__Text provided__
+ + +

This post is a response to an email I received through this blog enquiring as to whether I could help him explain the difference between agent-based models (aka multi-agent simulations) and computer games. Also, he noted that it would be helpful to explain the relationship of these two to mathematical modeling such as with system dynamics. There are some obvious similarities and differences among the three, and different explanations may focus on different components and features, but what follows is how I conceptualize the relevant aspects of these models and locate them on a spectrum with mathematical models and computer games on the ends and agent-based models as a happy medium. This post will not be exhaustive of the differences, benefits, and limitations of each modeling type, but rather a comparison of those aspects which are most relevant to the use of ABMs for scientific uses.

The most immediately obvious difference among these techniques is one of purpose. Mathematical modeling and agent-based models are constructed and used to provide scientific explanation and prediction while computer games are constructed and used to provide entertainment. That difference in purpose translates to significant differences in the features each system embodies. These are the features that I will focus on, and they often occur in gradients.

+ + +

__Collected data__
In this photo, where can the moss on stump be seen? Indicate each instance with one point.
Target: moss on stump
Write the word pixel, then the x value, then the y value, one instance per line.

+ + +

__Exercise set__
(1) Reproduce verbatim the passage of the post on agent-based models above, from "This post is" up to and including "for scientific uses.".
(2) According to the post on agent-based models, what is the most immediately obvious difference among the three modeling techniques?

__Answers to the problems__
(1)
This post is a response to an email I received through this blog enquiring as to whether I could help him explain the difference between agent-based models (aka multi-agent simulations) and computer games. Also, he noted that it would be helpful to explain the relationship of these two to mathematical modeling such as with system dynamics. There are some obvious similarities and differences among the three, and different explanations may focus on different components and features, but what follows is how I conceptualize the relevant aspects of these models and locate them on a spectrum with mathematical models and computer games on the ends and agent-based models as a happy medium. This post will not be exhaustive of the differences, benefits, and limitations of each modeling type, but rather a comparison of those aspects which are most relevant to the use of ABMs for scientific uses.

(2) The most immediately obvious difference among them is one of purpose.